**What to do:**
From the listing, collect all lines containing the word "gold".
BEGIN Exercise inputs
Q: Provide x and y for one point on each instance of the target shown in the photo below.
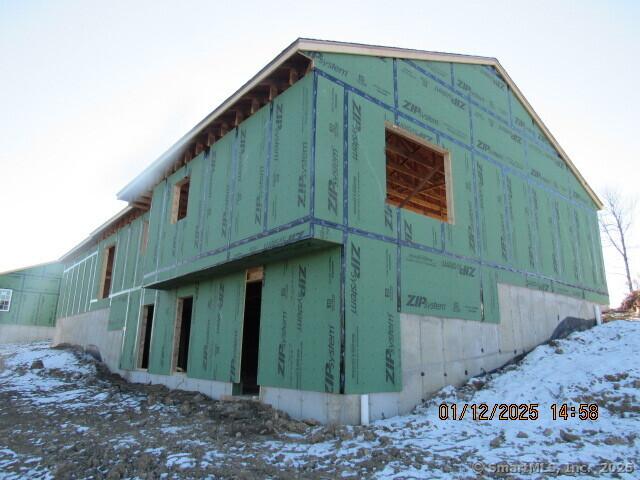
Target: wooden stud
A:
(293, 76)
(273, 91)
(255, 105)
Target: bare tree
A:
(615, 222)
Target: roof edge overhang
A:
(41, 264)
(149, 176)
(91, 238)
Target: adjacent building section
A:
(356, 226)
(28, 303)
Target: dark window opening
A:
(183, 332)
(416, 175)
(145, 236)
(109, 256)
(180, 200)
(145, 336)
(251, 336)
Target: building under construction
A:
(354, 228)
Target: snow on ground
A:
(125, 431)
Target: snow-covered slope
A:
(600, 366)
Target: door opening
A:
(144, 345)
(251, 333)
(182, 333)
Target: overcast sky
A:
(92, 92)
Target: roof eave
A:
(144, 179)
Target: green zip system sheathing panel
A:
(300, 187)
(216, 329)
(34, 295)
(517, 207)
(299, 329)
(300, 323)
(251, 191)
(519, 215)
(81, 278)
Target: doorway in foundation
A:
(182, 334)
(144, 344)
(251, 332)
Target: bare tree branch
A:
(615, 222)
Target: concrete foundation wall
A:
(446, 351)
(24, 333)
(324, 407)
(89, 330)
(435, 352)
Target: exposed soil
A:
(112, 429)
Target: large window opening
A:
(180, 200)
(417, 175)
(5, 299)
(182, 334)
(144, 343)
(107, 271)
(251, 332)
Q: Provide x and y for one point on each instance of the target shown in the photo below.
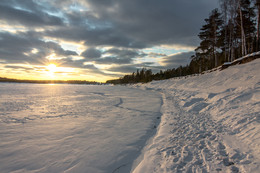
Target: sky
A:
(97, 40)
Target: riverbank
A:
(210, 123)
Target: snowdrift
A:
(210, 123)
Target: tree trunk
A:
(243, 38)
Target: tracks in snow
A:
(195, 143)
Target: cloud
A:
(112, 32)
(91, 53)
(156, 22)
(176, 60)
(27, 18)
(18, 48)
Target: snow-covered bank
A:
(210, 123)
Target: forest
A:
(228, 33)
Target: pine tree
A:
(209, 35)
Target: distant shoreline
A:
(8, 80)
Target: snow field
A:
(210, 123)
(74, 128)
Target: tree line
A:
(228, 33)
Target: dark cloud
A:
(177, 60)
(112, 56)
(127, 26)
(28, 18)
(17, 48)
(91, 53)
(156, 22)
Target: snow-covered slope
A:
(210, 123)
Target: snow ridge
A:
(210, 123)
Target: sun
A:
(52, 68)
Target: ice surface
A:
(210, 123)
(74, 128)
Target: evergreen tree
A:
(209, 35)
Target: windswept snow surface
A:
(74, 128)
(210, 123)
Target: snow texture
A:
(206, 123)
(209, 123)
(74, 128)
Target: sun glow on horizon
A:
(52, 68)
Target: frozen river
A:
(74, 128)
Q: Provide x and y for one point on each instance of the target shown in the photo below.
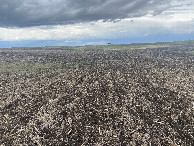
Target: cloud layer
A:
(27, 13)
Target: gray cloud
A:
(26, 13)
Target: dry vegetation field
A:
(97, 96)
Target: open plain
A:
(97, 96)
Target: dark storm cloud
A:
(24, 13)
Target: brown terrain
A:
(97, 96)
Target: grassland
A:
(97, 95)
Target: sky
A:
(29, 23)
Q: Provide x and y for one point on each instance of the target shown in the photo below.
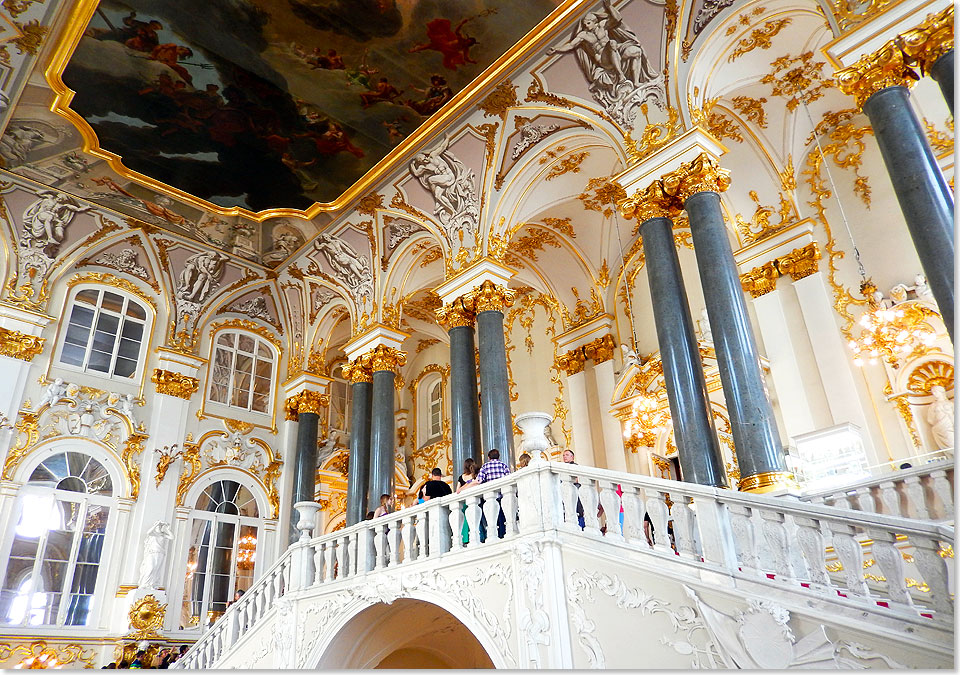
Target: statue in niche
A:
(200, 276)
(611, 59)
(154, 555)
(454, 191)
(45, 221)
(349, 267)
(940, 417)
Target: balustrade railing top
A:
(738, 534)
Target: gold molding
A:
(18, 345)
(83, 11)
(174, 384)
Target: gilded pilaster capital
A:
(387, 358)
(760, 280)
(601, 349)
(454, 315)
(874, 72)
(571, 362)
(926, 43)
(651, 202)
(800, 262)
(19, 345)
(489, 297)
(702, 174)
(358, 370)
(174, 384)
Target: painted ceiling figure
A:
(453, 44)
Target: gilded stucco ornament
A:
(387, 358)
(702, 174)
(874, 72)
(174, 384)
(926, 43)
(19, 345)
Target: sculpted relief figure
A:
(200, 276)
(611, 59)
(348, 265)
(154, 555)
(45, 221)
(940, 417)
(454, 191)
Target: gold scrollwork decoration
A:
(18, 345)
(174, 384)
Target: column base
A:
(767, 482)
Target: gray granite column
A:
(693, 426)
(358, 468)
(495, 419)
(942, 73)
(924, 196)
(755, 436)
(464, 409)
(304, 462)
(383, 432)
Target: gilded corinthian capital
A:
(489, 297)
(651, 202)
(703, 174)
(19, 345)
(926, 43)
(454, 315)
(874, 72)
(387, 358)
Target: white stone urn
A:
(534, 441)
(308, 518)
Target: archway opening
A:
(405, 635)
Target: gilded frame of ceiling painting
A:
END Exercise inputs
**Answer to this problem:**
Target: gold molding
Target: gold scrollwork decoration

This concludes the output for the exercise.